» Assignment:
Scan the lines below for the string "boiled" and copy every one that has it.

(Dataset entries)

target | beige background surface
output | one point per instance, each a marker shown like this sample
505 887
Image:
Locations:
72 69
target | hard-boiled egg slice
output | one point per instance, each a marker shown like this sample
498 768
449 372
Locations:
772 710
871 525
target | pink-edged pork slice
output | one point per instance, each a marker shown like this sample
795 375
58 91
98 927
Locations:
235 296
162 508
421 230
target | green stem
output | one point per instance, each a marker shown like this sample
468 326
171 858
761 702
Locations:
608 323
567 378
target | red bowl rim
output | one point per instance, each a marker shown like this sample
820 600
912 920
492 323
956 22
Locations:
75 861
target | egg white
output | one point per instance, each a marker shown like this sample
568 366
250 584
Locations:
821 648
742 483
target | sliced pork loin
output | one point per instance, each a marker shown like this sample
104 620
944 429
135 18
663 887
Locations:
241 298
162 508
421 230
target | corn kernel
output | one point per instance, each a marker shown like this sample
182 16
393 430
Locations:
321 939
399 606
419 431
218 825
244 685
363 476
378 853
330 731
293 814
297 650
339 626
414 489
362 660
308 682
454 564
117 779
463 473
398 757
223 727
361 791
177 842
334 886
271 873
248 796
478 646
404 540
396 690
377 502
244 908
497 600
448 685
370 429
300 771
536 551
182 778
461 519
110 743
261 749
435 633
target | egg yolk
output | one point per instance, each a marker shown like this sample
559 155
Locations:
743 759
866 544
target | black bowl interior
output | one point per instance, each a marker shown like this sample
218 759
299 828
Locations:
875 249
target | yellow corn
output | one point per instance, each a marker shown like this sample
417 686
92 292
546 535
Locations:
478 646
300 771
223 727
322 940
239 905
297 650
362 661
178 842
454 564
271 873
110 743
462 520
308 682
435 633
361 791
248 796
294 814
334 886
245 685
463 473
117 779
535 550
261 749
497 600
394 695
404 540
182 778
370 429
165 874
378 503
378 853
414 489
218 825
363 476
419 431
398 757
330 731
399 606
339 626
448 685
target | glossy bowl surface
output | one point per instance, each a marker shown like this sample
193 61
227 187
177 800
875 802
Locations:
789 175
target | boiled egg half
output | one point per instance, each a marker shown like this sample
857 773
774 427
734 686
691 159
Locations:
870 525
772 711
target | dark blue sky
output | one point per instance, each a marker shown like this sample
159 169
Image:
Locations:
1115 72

» Your response:
target | hard-boiled egg slice
target | boiled egg half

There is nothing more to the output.